EXERCISE OBJECTIVE: Nothing may differ between your reply and the listing that follows.

DATA RECORDS:
Content starts

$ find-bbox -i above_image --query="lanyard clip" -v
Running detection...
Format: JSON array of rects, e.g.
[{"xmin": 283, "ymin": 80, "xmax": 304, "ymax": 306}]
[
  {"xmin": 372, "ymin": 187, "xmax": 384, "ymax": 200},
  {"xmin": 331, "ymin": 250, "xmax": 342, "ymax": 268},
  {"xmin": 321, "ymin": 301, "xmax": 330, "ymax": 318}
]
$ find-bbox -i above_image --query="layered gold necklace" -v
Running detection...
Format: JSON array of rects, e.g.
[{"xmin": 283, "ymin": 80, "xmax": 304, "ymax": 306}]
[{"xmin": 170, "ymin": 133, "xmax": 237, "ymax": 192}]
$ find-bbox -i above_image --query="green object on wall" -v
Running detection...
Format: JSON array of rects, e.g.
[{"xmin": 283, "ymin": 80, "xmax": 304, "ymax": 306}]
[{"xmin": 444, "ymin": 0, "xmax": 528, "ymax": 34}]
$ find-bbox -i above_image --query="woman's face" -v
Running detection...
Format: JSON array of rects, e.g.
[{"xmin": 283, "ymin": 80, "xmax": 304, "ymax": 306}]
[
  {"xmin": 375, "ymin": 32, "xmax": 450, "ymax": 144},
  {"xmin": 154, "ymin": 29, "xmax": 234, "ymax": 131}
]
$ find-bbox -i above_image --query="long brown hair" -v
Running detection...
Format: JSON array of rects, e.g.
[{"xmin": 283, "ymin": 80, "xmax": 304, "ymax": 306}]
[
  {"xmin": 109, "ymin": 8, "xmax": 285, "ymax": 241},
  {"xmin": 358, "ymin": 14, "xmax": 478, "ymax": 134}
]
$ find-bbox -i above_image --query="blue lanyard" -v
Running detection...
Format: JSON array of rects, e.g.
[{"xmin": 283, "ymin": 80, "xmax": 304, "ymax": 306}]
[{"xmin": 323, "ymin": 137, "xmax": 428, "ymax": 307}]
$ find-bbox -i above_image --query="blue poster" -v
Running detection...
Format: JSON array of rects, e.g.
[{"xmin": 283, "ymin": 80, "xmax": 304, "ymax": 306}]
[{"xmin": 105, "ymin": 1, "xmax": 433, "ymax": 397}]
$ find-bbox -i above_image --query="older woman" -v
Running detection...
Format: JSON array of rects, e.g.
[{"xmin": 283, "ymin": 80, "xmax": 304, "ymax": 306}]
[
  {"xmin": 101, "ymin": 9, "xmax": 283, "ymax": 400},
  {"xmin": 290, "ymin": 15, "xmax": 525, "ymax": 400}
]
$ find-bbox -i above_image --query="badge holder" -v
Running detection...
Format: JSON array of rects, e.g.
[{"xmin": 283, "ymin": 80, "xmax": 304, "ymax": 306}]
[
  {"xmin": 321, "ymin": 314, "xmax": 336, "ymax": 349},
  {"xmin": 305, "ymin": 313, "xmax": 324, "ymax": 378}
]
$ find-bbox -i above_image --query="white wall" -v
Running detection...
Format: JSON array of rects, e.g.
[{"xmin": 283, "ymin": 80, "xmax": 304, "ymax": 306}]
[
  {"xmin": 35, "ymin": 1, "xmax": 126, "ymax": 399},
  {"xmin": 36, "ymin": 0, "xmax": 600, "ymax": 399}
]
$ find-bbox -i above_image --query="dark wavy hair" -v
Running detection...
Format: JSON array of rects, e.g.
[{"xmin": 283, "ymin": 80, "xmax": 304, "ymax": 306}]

Content ends

ANSWER TO THIS PROBLEM:
$ find-bbox -i above_image --query="lanyard clip" -v
Running detection...
Format: JSON array of rects, e.g.
[{"xmin": 283, "ymin": 80, "xmax": 304, "ymax": 306}]
[
  {"xmin": 372, "ymin": 187, "xmax": 384, "ymax": 200},
  {"xmin": 331, "ymin": 250, "xmax": 342, "ymax": 268},
  {"xmin": 321, "ymin": 301, "xmax": 330, "ymax": 318}
]
$ find-bbox -i above_image --query="layered gold necklace" -v
Running detection...
Format: JSON array of rects, e.g.
[{"xmin": 283, "ymin": 80, "xmax": 304, "ymax": 306}]
[{"xmin": 170, "ymin": 133, "xmax": 237, "ymax": 192}]
$ find-bbox -i above_image --query="green object on wall" -v
Running detection...
Format: JSON array of rects, e.g.
[{"xmin": 283, "ymin": 80, "xmax": 304, "ymax": 306}]
[{"xmin": 444, "ymin": 0, "xmax": 528, "ymax": 34}]
$ find-bbox -i above_image --query="woman's face" -v
Running detection...
Format: JSON array of rects, e.g.
[{"xmin": 283, "ymin": 80, "xmax": 304, "ymax": 306}]
[
  {"xmin": 375, "ymin": 32, "xmax": 450, "ymax": 144},
  {"xmin": 154, "ymin": 29, "xmax": 234, "ymax": 131}
]
$ find-bbox -i above_image --query="long brown hair" -v
Running detection...
Format: JSON array of rects, e.g.
[{"xmin": 283, "ymin": 80, "xmax": 304, "ymax": 306}]
[
  {"xmin": 109, "ymin": 8, "xmax": 285, "ymax": 241},
  {"xmin": 358, "ymin": 14, "xmax": 478, "ymax": 134}
]
$ find-bbox -i above_image --query="blue lanyard" -v
Running detection...
Format: JSON array of rects, e.g.
[{"xmin": 283, "ymin": 80, "xmax": 304, "ymax": 306}]
[{"xmin": 323, "ymin": 137, "xmax": 428, "ymax": 307}]
$ find-bbox -i above_image --query="blue poster" -v
Running detection...
Format: JSON array of rects, e.g.
[{"xmin": 283, "ymin": 80, "xmax": 304, "ymax": 306}]
[{"xmin": 105, "ymin": 1, "xmax": 433, "ymax": 397}]
$ find-bbox -i above_image --query="older woman" -v
Running detection...
Format: JSON array of rects, e.g.
[{"xmin": 283, "ymin": 80, "xmax": 304, "ymax": 306}]
[
  {"xmin": 101, "ymin": 9, "xmax": 283, "ymax": 400},
  {"xmin": 290, "ymin": 15, "xmax": 525, "ymax": 400}
]
$ find-bbox -i above_image --query="badge holder" -v
Running detection...
Format: JSON array of rects, e.g.
[{"xmin": 283, "ymin": 80, "xmax": 304, "ymax": 306}]
[
  {"xmin": 321, "ymin": 314, "xmax": 336, "ymax": 349},
  {"xmin": 305, "ymin": 313, "xmax": 324, "ymax": 378}
]
$ find-bbox -i above_image --query="white wall" -v
Running detection...
Format: JSON array of rects, e.g.
[{"xmin": 283, "ymin": 80, "xmax": 304, "ymax": 306}]
[
  {"xmin": 35, "ymin": 1, "xmax": 126, "ymax": 399},
  {"xmin": 36, "ymin": 0, "xmax": 600, "ymax": 399}
]
$ find-bbox -i above_image --query="dark wavy hair" -v
Running detection...
Format: JSON array of rects, e.g.
[{"xmin": 283, "ymin": 80, "xmax": 304, "ymax": 306}]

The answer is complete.